■ **WORK TO COMPLETE**:
- A) Update the rites of passage essay by giving the part that begins with "One of the many" and ends after "poorer for it." with "efficiency" changed to "speed".
- B) Continue the essay on rites of passage from where it stops.

■ **TEXT EXCERPT**:
+++

The Artisan and Rites of Passage
Creating spaces to let go of the old to create space for the new.
One of the many things we have lost sight of as we have become obsessed with efficiency, productivity and the near-term returns within a “Horizon 1” culture is the notion of “rites of passage”. I think we are the poorer for it.
We can easily think of them as having something to do with anthropologists and television documentaries about indigenous peoples. That may be true, but in not honouring them in our contemporary lives, we are losing valuable perspective. Rites of Passage give us time to pause and consider what is happening around us and where we are going.
Birth is an event. a Christening or similar is a rite of passage, an introduction into a cultural context. Death is an event, and a funeral is a rite of passage that marks our exit from our community. Passing our exams is a relief; our graduation ceremony is a rite of passage. Rites of passage acknowledge beginnings and endings.
Business Failures, Mergers and Acquisitions, “Strategic realignments”, and many other business events mark the end of one state and the beginning of another. Yet, we have no rites of passage for them. Nothing makes us pause to consider what is happening and what new responsibilities are now being assumed.
In “The CEO and the Monk”, Robert Catell tells the story of the development of Keyspan Energy, the “funerals” it held for the companies it acquired, and their initiations into the (then) new Keyspan Corporation - an interesting example of rites of passage. The company received many plaudits beyond its profitability in a brief period before being acquired by the UK’s National Grid and disappearing as the beacon of inspiration it briefly was.
The same is true for us as individuals who are part of those organisations. We may get the flashier car and bigger salary, but we are not given a moment’s pause to consider how our success or failure will affect us, those who report to us or whose lives are touched by the product or service we provide. We are expected to just slide into the new role and “perform”.

+++

■ **ENTRIES PROVIDED**:
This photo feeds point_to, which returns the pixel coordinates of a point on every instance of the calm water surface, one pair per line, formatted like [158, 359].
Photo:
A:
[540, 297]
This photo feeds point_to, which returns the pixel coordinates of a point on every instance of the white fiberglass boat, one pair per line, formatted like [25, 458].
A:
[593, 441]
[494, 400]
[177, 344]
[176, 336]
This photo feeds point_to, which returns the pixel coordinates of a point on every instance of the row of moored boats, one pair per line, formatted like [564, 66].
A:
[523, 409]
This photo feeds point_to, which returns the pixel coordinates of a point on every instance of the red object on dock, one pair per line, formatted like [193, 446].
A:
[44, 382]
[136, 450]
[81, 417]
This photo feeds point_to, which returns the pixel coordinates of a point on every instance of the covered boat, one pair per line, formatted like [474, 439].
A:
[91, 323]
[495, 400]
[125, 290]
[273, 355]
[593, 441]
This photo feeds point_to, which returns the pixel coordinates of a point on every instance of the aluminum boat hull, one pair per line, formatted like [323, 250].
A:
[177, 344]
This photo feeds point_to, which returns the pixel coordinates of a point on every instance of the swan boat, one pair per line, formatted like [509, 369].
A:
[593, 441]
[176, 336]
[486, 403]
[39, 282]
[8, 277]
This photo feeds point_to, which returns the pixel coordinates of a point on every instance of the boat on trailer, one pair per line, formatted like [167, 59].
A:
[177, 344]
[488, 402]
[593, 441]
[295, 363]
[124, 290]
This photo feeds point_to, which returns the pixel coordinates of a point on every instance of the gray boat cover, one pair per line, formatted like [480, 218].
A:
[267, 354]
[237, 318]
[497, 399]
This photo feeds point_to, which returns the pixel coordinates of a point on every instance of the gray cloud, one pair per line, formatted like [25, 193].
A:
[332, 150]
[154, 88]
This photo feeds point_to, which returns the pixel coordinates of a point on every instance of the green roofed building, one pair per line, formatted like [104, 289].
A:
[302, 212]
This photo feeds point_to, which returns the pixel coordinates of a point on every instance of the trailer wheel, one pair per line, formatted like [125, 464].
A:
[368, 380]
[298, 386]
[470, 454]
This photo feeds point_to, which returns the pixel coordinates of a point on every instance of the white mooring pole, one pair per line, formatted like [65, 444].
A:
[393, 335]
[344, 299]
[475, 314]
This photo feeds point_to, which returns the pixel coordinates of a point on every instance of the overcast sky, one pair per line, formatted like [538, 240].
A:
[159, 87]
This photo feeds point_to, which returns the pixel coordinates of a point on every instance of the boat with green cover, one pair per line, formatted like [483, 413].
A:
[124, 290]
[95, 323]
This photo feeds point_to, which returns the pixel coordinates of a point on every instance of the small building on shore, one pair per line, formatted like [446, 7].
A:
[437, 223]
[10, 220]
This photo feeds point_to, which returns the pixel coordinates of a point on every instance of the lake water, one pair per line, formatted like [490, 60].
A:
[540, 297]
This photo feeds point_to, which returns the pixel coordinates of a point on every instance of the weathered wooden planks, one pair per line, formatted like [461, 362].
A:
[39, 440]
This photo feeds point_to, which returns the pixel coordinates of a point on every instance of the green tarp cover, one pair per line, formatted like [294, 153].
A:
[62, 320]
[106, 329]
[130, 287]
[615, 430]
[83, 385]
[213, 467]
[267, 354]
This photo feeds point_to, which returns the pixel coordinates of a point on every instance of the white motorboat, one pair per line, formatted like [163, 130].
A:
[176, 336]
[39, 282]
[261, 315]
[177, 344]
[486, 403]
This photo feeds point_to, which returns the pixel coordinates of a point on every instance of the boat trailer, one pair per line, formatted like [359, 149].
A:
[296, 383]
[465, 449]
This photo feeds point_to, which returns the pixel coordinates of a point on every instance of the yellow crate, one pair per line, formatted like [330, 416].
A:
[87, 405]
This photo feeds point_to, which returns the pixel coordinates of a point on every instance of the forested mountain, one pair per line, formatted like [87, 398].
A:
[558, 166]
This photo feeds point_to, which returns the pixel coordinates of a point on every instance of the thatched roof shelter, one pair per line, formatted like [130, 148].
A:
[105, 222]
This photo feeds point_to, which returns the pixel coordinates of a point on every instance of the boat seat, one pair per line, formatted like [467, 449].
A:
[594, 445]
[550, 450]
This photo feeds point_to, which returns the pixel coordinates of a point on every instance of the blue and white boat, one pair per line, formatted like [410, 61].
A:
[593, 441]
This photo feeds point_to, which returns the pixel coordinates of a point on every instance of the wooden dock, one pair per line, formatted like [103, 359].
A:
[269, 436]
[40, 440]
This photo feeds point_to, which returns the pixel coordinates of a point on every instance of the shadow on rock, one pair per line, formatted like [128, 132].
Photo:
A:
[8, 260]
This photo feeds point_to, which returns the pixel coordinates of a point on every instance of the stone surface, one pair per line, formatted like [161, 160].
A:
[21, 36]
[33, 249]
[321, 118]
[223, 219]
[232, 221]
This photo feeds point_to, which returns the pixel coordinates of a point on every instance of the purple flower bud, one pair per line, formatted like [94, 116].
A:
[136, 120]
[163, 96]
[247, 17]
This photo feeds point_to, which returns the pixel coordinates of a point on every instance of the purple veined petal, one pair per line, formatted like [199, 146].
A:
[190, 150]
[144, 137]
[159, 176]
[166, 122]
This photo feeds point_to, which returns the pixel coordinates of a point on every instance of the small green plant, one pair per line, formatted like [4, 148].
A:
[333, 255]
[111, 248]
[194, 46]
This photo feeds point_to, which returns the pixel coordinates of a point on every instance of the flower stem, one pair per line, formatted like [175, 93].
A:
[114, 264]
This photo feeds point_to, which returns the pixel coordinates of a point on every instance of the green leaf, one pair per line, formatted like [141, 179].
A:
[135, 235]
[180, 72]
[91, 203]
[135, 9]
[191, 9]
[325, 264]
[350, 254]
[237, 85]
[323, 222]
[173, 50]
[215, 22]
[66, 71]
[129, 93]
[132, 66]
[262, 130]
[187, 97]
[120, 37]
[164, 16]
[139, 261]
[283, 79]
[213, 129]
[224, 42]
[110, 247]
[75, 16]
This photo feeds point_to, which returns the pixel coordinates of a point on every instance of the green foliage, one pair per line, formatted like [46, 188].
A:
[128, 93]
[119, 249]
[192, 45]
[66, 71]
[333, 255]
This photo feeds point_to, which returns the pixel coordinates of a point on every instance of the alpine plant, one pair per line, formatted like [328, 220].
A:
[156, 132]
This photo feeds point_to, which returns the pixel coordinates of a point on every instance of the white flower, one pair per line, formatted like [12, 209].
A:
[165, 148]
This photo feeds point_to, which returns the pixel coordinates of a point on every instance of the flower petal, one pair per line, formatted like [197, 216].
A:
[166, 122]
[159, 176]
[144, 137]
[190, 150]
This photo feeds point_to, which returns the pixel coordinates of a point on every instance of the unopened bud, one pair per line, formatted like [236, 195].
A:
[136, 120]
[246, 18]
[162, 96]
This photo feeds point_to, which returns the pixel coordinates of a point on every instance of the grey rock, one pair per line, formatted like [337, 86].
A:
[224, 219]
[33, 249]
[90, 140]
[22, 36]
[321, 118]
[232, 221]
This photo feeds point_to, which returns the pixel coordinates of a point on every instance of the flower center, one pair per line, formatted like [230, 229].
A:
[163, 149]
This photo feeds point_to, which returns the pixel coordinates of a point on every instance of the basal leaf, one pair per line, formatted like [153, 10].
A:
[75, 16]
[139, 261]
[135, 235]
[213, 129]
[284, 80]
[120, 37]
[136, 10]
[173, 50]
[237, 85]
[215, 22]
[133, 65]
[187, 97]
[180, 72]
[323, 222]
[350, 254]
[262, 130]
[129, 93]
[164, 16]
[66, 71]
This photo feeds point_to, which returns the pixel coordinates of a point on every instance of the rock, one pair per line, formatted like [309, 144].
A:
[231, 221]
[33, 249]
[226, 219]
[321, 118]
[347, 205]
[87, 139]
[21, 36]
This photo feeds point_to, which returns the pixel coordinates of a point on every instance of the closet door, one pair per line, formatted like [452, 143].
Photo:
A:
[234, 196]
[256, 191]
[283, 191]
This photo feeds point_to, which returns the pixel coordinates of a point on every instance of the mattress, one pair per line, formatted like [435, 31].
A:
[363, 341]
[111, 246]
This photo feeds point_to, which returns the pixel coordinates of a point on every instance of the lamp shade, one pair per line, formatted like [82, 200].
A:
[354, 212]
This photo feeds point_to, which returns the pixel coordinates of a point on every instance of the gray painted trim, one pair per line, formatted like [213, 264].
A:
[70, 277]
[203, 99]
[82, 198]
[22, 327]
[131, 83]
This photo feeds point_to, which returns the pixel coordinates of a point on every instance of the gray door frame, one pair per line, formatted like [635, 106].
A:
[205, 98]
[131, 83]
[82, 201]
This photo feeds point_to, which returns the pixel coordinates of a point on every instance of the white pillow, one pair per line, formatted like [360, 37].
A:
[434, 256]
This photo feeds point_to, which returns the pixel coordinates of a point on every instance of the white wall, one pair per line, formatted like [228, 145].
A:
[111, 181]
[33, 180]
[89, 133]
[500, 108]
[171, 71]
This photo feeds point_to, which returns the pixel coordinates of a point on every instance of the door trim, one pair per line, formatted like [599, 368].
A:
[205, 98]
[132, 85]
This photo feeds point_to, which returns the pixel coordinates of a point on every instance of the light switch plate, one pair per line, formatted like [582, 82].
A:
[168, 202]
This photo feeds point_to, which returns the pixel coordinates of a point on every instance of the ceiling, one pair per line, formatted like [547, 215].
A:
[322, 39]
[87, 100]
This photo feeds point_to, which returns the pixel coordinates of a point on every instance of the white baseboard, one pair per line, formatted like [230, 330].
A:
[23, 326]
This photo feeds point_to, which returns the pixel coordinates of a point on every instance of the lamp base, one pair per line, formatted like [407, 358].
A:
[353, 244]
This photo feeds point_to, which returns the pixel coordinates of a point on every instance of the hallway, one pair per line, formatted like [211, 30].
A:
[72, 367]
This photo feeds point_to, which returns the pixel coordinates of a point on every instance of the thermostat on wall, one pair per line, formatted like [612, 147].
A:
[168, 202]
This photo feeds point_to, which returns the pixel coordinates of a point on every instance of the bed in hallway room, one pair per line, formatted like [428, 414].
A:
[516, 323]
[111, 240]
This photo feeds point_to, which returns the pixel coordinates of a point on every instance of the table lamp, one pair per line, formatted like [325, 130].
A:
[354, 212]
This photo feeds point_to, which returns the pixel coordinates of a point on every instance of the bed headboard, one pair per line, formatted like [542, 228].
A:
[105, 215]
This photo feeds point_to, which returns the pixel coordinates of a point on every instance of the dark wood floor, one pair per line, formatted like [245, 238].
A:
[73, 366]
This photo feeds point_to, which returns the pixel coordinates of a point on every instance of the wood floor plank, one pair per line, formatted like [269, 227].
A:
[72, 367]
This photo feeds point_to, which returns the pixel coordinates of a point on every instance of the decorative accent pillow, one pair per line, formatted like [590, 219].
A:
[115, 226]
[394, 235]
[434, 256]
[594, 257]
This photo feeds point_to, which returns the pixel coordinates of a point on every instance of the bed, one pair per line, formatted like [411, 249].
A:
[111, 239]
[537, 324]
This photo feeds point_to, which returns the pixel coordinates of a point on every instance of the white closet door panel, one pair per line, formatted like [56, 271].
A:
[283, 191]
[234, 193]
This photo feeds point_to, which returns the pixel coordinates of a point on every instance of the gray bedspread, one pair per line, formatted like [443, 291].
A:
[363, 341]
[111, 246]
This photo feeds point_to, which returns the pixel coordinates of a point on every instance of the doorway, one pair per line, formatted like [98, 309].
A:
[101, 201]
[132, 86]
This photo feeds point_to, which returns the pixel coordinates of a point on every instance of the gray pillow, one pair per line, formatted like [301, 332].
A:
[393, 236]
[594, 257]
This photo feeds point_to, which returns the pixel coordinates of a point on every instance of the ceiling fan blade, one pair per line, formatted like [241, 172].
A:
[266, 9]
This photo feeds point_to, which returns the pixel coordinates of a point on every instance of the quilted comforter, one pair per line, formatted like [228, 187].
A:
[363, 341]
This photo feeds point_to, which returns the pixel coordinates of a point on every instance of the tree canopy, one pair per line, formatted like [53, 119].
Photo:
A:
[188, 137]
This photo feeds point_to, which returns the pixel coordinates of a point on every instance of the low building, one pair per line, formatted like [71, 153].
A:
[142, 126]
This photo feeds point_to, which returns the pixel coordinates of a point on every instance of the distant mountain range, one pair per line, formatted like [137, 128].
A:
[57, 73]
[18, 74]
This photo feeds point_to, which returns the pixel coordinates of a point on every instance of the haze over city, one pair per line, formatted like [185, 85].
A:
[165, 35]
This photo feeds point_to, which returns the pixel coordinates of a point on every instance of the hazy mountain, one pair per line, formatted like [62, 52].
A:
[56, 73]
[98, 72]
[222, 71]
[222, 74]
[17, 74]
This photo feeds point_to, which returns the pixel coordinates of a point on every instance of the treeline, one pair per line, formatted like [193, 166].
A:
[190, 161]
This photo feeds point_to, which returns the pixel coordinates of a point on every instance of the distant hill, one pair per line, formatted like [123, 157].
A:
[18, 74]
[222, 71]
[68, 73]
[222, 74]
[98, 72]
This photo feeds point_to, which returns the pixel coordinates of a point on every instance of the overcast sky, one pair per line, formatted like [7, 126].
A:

+++

■ **EXPECTED RESPONSES**:
- A)
One of the many things we have lost sight of as we have become obsessed with speed, productivity and the near-term returns within a “Horizon 1” culture is the notion of “rites of passage”. I think we are the poorer for it.

- B)
Artisans, though, think differently. They are the authors of what they do and assume responsibility for it. Their work is their signature, and their craft a means for signing it. They recognise the implications of the change and that attitude is becoming increasingly important as we look for leadership in periods of uncertainty. Rites of Passage offer a period of grace as we let go of what we must and find what we need.
We have been brought up to be fodder to the education, training and development providers, from state education to universities to corporate training programmes. Our weaknesses are laid bare in the context of the workplace and programmes provided to mitigate them and enable us to become better “corporate citizens”. This would be fine if corporates offered us hope for a future we want, but they don’t. Their agendas are often markedly different, short-term, and focused on profit as the primary message. Milton Friedman’s message that “the social responsibility of a business is to increase its profits.” may have been comprehensively trashed from a societal perspective. The evidence suggests that Corporations haven’t yet received the memo.
I often think back to my first couple of decades in work as a journey together with my employer - I needed some of what they had, and they needed some of what I had. It was a satisfactory arrangement until the time came when we realised we were heading towards different places but did not have a mechanism to discuss it. They wanted me to go where they were going, and I wanted them to come with me to where I was going. The separation was less elegant than it might have been if we had recognised the need for a rite of passage.
So how do we find our way as artisans?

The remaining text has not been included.